-------- Supplied passage --------

Joe wrote the song in the summer of 1965, living in a flat in the Bay Area with his first wife Kathe. The circumstances were almost comically mundane. McDonald was the publisher of a left-wing underground newspaper called Rag Baby, and he decided to record an EP “talking issue” — a promotional record to fill a gap when there weren’t enough articles for one particular edition. The song was written to pad out the running time. He started working on it after being asked to contribute to an anti-Vietnam War play, and after writing another song first, he sat back in his chair, strummed some chords, and wrote “1-2-3, what are we fighting for?” The melody and lyrics just seemed to flow out of him — the whole thing took about 30 minutes. The song that would define an era was essentially dashed off as filler for a self-published zine. McDonald was 23 years old.
Musically, “I-Feel-Like-I’m-Fixin’-to-Die Rag” takes the form of an upbeat ragtime song from the 1920s, yet its lyrics are dark and sardonic, filled with black humour and pointed commentary about the folly of the Vietnam War. McDonald blames American involvement in Vietnam on several groups: the government, zealous military commanders, greedy arms manufacturers and capitalists — even parents who encourage or allow their sons to enlist. The genius of the song is precisely that cheerfulness — the military-march bounce, the singalong chorus structure, the carnival-barker energy — all deployed in the service of a lyric about young men coming home in boxes. It was the musical equivalent of laughing at a funeral, except the funeral was still happening, and the people attending it were being drafted.

-------- Raw data --------

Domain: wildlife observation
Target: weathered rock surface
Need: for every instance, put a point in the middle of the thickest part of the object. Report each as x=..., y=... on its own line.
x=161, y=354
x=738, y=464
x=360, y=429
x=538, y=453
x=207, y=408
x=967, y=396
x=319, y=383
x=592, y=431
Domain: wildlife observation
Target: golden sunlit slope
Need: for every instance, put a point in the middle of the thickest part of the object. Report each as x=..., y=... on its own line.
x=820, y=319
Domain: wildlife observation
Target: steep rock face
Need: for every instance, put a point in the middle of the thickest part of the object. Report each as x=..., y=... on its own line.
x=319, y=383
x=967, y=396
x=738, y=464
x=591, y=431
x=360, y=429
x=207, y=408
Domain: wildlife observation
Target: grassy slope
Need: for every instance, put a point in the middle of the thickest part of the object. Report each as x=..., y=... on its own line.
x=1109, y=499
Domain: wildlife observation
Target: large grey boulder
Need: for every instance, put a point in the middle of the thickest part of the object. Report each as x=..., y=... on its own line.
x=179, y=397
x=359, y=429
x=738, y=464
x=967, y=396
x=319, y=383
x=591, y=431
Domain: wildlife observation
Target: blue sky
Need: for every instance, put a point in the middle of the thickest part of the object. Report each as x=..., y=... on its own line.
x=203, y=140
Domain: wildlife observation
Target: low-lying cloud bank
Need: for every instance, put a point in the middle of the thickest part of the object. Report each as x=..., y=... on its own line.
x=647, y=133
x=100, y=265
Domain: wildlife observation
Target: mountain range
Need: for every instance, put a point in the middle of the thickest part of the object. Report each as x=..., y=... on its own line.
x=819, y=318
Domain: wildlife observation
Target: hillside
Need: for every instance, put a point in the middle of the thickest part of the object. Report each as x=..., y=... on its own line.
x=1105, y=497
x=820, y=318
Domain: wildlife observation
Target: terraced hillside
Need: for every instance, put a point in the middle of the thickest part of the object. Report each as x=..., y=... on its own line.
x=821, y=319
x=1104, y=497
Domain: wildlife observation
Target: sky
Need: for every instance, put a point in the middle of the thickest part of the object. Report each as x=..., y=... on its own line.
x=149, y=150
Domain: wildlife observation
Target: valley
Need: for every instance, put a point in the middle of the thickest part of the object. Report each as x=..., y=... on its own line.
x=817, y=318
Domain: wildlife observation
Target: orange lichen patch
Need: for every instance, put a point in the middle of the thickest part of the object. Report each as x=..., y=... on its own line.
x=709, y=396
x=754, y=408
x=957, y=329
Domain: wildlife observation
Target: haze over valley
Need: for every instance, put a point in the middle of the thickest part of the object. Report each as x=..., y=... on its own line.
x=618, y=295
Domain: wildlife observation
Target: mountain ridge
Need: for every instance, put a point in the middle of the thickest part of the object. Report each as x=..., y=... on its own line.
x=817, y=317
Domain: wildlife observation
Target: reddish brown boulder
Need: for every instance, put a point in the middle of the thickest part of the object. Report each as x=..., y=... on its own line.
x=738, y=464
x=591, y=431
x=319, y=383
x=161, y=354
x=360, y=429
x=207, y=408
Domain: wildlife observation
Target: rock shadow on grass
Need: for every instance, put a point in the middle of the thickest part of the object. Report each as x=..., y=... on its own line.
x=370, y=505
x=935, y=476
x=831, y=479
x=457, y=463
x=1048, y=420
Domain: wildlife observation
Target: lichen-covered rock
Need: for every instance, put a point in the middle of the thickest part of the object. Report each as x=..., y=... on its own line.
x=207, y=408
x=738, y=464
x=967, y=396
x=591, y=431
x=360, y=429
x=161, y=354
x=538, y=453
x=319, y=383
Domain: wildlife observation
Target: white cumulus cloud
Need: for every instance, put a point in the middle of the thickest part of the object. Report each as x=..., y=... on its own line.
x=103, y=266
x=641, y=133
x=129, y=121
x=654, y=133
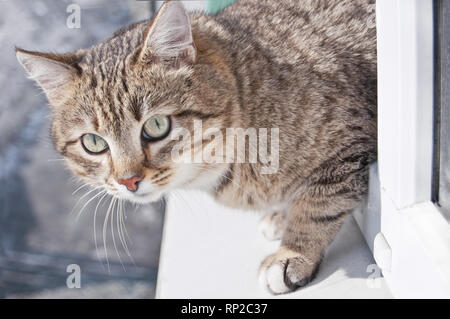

--------

# The tasks
[1] According to the passage about the Vietnam protest song, roughly how long did it take McDonald to write it?
[2] Pick up the passage about the Vietnam protest song after its final sentence and continue it.

# Responses
[1] About 30 minutes.

[2]
The first recording appeared on that 1965 EP, Rag Baby Talking Issue No. 1, as an acoustic folk sketch. The fully electric version — the one the world knows — came two years later when the song became the title track of I-Feel-Like-I’m-Fixin’-to-Die, the band’s second album, released in late 1967. Recorded in San Francisco at the height of the Summer of Love, the production gave the song its now-iconic bounce — fuzz guitar, rolling piano, and a rhythm section that made you want to clap along to lyrics about dying. Despite receiving little airplay on radio or television due to its dark tone, the song was widely known by young Americans, particularly those in the anti-war and counterculture movements. A Vietnam veteran named Richard Hughes later recalled that US Army psychological operations helicopters — broadcasting propaganda over enemy positions — had sometimes switched to playing the song while flying back over American lines. The Army’s own psych-ops equipment was broadcasting Country Joe McDonald’s anti-war rag across the jungle at 40,000 watts.
Then came Woodstock. Country Joe McDonald wasn’t supposed to perform at Woodstock as a solo act. On Saturday, August 16th, the festival’s schedule was in complete disarray — rain delays and logistical nightmares meant that the Incredible String Band refused to play in the drizzling rain, and someone needed to fill the gap. They just asked him to go out there solo with a guitar, to do a few songs and fill in some time while the stage was being prepared for Santana. He was a placeholder. A warm body with an acoustic guitar and nothing to lose. He was saving the Fuck Cheer and “Fixin’-to-Die Rag” for the full Country Joe and the Fish electric set scheduled for later that night. He played his filler songs. The crowd was polite, distracted, enormous. Then he consulted his manager standing nearby about whether to go further. The road manager replied: “Nobody’s listening to you, so what difference does it make?” He walked back to the microphone. Gimme an F.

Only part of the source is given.